### Fragmento seleccionado

-=-=-

Vía Augusta
Alberto Grimaldi
La conversión de Pedro
Decía Julio Camba que la guerra nos da clases de geografía a medida que la va destruyendo. He pensado en la irónica cita mientras las llamas indomables iban devorando pueblos, comarcas y pedanías. Todo lo que va desde la frontera cacereña hacia el noroeste español, sin olvido de los paisajes calcinados al sur del sur de los vientos en Tarifa o por Tres Cantos en Madrid, donde la famosa foto con vacas a la sombra de una encina verde rodeada de pasto quemado.
Son los topónimos que arden. Lugares y lugarejos cuyos nombres preservan un sonoro retumbo de autenticidad y olvido. Caer en estas cosas peregrinas debe obedecer al ocio malsano de quienes ahora debemos sentir vergüenza por ser urbanitas, ajenos a la égloga que desde hace tiempo recorre la España lenta y terruñera. Resultaría provocador hablar ahora de la mucha gente arisca del campo y su aversión a los colonos que antes y tras la pandemia llegaron de la urbe en busca de redención ficticia y pureza verde. De ahí los muchos libros dedicados a la España deshabitada y al supuesto encono solapado entre el agro y el asfalto por parte de Sergio del Molino, Navarro de Castro o Paco Cerdà, más el jocoso retrato del hipster rural (Daniel Gascón) o aquel thriller estático y tremendista de Santiago Lorenzo en Los asquerosos.
Haya paz, aunque nos gusten las guerras civiles. Más allá del recelo entre aborígenes y colonos, rurales y advenedizos, terruñeros y tontuelos bisueños, el fuego nos ha mostrado la geografía del gran olvido, el índice unamuniano y sonoro del país desconocido. Antes del otoño volverá a calcinarse todo entre el olvido. Bajo la desoladora ruta del fuego he creído atravesar el mapa físico de la España perdida. Era la de mucho antes de la trituración en autonomías, competencias e incompetencias. Las regiones aparecían coloreadas con tibieza, como Castilla La Nueva y Castilla La Vieja. En Zamora el fuego iracundo ha ido abrasando los topónimos del mundo que agoniza. Ayoó de Vidriales. Molezuelas de la Carballeda. Uña de Quintana. Alcubilla de Nogales. Cubo de Benavente. En Puercas, una foto mostraba una solitaria y adusta casona de pueblo casi intacta, pero rodeada de abono negro.
Por León he hecho mi imaginaria ruta por Castrocalbón, Herreros de Jamuz, Bercianos del Páramo, Nogarejas, Quintana y Congosto. Es posible que también haya ardido la espectral Celama, el territorio literario de Luis Mateo Díez. Más abajo, en la linde norte de Cáceres, la toponimia me tira de la oreja para hacerme saber que existen Jarilla, Cabezabellosa, Gargantilla o Aldea del Cano. Y en la curva lindera entre Portugal y Castilla y León usted y yo hemos conocido ahora otra versión dolorosa y sin gracia de Orense, la conocida sartén de Galicia, allí donde La Mezquita, Chandrexa de Quexa, Santigoso, Carballeda de Valdeorras o la Peña Trevinca en el macizo galaico-leonés.
Arde España, tal vez su mejor faz, por entre mojones de nadie y siberias de silencio. En pocos días de indiferencia y olvido, todo habrá quedado en una simple quema de rastrojos.

-=-=-

### Datos proporcionados
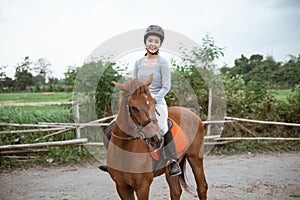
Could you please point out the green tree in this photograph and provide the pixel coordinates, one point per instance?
(23, 76)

-=-=-

### Enunciado
Responde a estas preguntas sobre el artículo de los incendios, cada respuesta en su propia línea y con su letra.
(a) ¿A quién atribuye el artículo la idea de que la guerra nos da clases de geografía?
(b) ¿Qué mostraba la foto tomada en Puercas?
(c) ¿Con qué apodo se refiere el artículo a Orense?
Los datos no intervienen en este ejercicio.

### Respuesta
(a) A Julio Camba.
(b) Una solitaria y adusta casona de pueblo casi intacta, pero rodeada de abono negro.
(c) La conocida sartén de Galicia.